Write out every line of the items below word for word, leaving out the picture.

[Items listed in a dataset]
......

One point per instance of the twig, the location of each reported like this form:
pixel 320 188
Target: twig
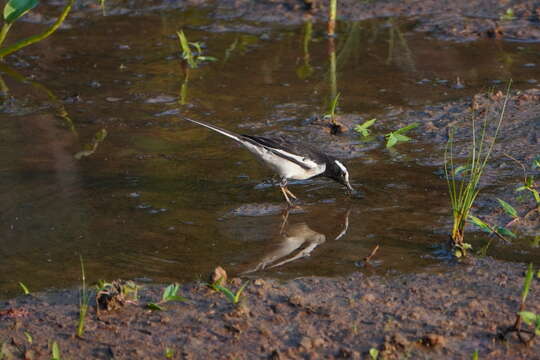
pixel 367 259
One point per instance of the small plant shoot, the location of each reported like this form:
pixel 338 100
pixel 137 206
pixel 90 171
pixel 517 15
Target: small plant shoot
pixel 363 129
pixel 395 137
pixel 24 288
pixel 169 294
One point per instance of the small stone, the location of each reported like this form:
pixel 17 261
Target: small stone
pixel 306 343
pixel 433 340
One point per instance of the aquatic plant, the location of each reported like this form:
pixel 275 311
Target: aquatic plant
pixel 464 194
pixel 24 288
pixel 55 351
pixel 233 297
pixel 192 59
pixel 332 12
pixel 169 294
pixel 363 129
pixel 528 317
pixel 14 10
pixel 394 137
pixel 84 300
pixel 331 112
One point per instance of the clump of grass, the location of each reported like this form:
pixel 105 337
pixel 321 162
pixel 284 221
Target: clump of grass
pixel 169 294
pixel 528 317
pixel 394 137
pixel 84 300
pixel 234 297
pixel 192 59
pixel 363 129
pixel 464 193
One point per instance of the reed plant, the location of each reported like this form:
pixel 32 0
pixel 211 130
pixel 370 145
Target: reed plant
pixel 463 193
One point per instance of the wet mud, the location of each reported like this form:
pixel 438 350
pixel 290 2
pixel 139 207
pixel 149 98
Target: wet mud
pixel 444 313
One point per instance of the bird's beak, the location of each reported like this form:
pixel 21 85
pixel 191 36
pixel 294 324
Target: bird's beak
pixel 353 192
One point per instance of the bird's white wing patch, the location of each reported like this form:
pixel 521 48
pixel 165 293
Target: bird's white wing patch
pixel 301 159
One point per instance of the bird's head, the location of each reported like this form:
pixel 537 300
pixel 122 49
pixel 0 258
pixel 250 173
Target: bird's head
pixel 339 173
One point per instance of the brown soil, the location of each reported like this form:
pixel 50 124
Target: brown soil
pixel 442 314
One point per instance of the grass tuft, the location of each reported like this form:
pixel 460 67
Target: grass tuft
pixel 464 193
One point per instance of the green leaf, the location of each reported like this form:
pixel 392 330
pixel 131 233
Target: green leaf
pixel 28 337
pixel 505 232
pixel 169 292
pixel 527 283
pixel 169 353
pixel 207 58
pixel 154 306
pixel 509 209
pixel 392 140
pixel 363 128
pixel 528 317
pixel 239 292
pixel 24 288
pixel 402 138
pixel 536 162
pixel 482 225
pixel 55 351
pixel 462 168
pixel 14 9
pixel 186 51
pixel 406 128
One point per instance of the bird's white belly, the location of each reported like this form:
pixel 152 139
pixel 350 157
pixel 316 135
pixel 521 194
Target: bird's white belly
pixel 286 168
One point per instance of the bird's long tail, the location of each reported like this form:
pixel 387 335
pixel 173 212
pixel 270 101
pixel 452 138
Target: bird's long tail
pixel 217 129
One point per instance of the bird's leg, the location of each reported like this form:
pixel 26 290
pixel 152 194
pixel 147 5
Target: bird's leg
pixel 284 190
pixel 285 217
pixel 290 193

......

The reply:
One point per instance of the twig, the location of each reported like this form:
pixel 320 188
Target: twig
pixel 367 259
One point per instance of the small plant shoot, the location of each reported like this form:
pixel 338 100
pixel 137 206
pixel 90 171
pixel 517 15
Target: small plant shoot
pixel 363 129
pixel 395 137
pixel 24 288
pixel 169 294
One point per instance of the small stone, the location of each reported like this form:
pixel 17 261
Target: small stone
pixel 306 343
pixel 433 340
One point per instance of the aquatic plant, the location of each reported like this form:
pixel 275 311
Target: aquatic plant
pixel 464 194
pixel 24 288
pixel 55 351
pixel 233 297
pixel 192 59
pixel 332 12
pixel 169 294
pixel 363 129
pixel 528 317
pixel 14 10
pixel 394 137
pixel 84 300
pixel 331 112
One point per instance of the clump of grass, the location of each reported like this form:
pixel 105 337
pixel 321 162
pixel 284 221
Target: clump of grass
pixel 169 294
pixel 528 317
pixel 394 137
pixel 84 300
pixel 234 297
pixel 192 59
pixel 363 129
pixel 464 193
One point per instance of the reed plant, the location of each reported like this form:
pixel 32 0
pixel 211 130
pixel 370 145
Target: reed plant
pixel 463 193
One point per instance of the wet mud, the location of each reported like this form:
pixel 438 350
pixel 290 2
pixel 139 207
pixel 149 98
Target: wet mud
pixel 444 313
One point per instance of the bird's beak, the location of each reported like this form:
pixel 21 85
pixel 191 36
pixel 294 324
Target: bird's beak
pixel 353 192
One point per instance of the bird's white wing patch, the location of each reported like this form:
pixel 521 48
pixel 165 293
Target: bird's white wing patch
pixel 301 159
One point per instance of the bird's head, the location of each reported like this form:
pixel 537 300
pixel 122 49
pixel 0 258
pixel 250 173
Target: bird's head
pixel 339 173
One point per instance of the brown soil, the location of each reported like this form:
pixel 50 124
Target: brown soil
pixel 442 314
One point per instance of the grass tuft, the location of each reported like this form:
pixel 460 67
Target: grass tuft
pixel 464 193
One point per instance of the green leaf, the location of each reported like this form:
pixel 392 330
pixel 131 233
Target: green leaf
pixel 28 337
pixel 505 232
pixel 169 292
pixel 527 283
pixel 169 353
pixel 207 58
pixel 154 306
pixel 509 209
pixel 392 140
pixel 363 128
pixel 528 317
pixel 239 292
pixel 24 288
pixel 402 138
pixel 536 162
pixel 482 225
pixel 55 351
pixel 462 168
pixel 14 9
pixel 186 51
pixel 406 128
One point per instance of the bird's white belly, the location of each reported like this form:
pixel 152 139
pixel 350 157
pixel 316 135
pixel 521 194
Target: bird's white belly
pixel 286 168
One point per instance of the bird's long tail, the location of each reported like this form:
pixel 387 335
pixel 173 212
pixel 270 101
pixel 452 138
Target: bird's long tail
pixel 217 129
One point per instance of the bird's leg, the location of each reported like this form:
pixel 26 290
pixel 152 194
pixel 147 5
Target: bird's leg
pixel 284 190
pixel 285 217
pixel 290 193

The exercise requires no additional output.